Which lines in the items below contain the word "silver"? Pull out each such line and copy it in full.

** begin MATERIAL FOR THE TASK **

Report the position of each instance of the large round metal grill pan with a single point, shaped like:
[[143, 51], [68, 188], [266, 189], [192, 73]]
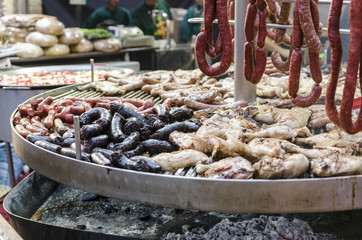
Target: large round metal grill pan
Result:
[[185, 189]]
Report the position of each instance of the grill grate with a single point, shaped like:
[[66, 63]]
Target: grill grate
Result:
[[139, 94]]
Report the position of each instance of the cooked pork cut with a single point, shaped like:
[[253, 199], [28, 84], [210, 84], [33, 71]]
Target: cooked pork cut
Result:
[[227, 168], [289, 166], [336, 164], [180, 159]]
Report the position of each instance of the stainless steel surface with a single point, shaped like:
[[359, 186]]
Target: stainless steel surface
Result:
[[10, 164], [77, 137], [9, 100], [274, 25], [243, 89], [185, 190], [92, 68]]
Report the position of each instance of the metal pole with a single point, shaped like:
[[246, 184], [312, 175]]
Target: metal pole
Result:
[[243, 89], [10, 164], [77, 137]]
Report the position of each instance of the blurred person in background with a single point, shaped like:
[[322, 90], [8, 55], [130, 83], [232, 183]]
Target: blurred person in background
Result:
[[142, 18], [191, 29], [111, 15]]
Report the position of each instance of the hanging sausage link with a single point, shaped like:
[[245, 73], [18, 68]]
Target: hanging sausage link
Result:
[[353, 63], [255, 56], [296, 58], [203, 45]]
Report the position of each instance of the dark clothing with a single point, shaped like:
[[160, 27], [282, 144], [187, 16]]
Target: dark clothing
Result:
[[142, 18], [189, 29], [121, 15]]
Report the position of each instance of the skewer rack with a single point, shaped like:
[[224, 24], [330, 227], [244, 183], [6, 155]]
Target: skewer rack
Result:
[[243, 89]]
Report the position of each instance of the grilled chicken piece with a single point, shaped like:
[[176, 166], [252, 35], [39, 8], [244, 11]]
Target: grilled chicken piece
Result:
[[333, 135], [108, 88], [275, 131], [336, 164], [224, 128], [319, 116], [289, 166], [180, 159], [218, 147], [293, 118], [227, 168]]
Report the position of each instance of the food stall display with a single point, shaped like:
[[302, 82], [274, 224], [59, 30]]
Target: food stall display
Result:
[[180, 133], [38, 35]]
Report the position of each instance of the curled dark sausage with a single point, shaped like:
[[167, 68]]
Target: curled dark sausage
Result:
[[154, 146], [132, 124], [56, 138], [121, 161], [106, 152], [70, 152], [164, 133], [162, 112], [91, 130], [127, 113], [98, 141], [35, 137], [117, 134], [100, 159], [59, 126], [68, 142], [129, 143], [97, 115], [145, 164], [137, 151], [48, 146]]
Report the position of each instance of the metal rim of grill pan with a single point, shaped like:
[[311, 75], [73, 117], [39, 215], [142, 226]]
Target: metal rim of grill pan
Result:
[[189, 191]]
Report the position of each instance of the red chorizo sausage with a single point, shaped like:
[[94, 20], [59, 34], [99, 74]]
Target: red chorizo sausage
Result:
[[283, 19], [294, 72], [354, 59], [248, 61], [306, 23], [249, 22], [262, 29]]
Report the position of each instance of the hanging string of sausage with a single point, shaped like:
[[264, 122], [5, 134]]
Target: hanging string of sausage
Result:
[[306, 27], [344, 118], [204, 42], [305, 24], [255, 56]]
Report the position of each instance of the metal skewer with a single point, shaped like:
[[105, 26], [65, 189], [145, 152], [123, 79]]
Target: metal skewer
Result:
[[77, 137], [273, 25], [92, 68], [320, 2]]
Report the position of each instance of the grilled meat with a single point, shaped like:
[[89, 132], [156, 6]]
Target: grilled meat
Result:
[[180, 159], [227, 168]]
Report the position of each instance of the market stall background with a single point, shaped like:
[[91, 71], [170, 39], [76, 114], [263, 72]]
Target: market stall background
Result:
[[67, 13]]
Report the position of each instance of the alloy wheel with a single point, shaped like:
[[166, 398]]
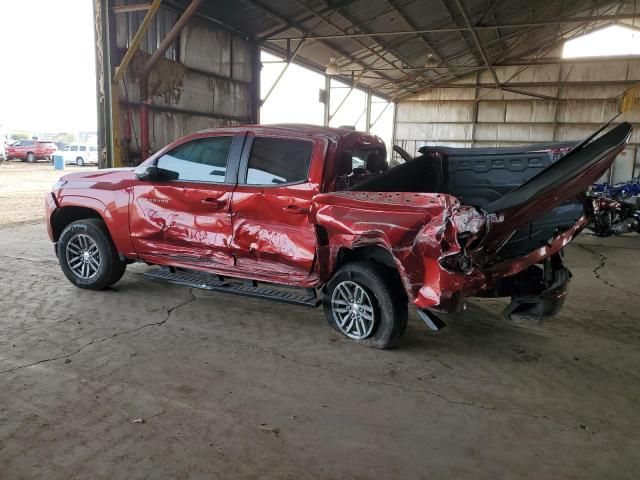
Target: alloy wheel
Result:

** end MATERIAL FOR THE TASK **
** begin MATERIAL FOR THE TASK **

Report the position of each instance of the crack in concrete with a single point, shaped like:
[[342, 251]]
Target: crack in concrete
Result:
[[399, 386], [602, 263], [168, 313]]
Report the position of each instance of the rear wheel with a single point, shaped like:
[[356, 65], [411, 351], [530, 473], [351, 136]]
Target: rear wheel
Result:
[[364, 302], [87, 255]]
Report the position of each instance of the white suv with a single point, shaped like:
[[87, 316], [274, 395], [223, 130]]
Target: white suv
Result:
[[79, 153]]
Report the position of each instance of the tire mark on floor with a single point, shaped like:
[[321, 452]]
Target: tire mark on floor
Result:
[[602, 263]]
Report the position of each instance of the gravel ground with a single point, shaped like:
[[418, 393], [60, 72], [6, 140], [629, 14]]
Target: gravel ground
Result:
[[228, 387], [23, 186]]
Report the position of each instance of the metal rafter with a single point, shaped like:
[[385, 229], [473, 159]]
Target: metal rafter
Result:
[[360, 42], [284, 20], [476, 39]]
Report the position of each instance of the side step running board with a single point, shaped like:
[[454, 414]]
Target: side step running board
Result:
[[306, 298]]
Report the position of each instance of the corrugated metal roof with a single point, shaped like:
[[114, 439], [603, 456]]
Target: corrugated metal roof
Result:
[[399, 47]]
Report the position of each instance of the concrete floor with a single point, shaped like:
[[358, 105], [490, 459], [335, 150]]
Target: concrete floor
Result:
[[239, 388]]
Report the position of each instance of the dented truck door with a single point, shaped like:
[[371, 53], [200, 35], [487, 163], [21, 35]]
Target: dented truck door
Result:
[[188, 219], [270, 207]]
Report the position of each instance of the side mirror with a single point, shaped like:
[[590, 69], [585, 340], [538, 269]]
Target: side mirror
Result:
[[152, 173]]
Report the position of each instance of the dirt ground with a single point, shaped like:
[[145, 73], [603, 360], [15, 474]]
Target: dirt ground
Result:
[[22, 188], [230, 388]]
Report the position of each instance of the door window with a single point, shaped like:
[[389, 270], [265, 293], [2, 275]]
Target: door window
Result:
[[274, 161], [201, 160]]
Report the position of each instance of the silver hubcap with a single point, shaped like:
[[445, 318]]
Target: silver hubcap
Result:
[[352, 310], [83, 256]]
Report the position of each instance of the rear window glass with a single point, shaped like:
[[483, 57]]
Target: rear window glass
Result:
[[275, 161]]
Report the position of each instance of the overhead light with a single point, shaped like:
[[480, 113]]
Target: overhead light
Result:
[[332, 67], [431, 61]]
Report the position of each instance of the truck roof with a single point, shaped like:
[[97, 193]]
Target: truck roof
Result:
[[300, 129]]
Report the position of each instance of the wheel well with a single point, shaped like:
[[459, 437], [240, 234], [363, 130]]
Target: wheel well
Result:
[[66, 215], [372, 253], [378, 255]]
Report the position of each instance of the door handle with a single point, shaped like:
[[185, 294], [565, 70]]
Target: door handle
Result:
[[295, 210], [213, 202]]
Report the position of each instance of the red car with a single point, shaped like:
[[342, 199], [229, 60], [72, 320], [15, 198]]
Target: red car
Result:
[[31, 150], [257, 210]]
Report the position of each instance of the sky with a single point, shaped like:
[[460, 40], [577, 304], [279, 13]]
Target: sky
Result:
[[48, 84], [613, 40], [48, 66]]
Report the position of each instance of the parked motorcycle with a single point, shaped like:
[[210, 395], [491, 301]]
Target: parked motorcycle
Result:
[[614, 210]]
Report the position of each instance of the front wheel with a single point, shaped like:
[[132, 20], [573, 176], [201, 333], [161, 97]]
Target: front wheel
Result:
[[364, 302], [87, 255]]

** end MATERIAL FOR THE TASK **

• **EXPECTED OUTPUT**
Report the position of each instance of the silver hubcap with a single point, shaped like:
Target: silver hubcap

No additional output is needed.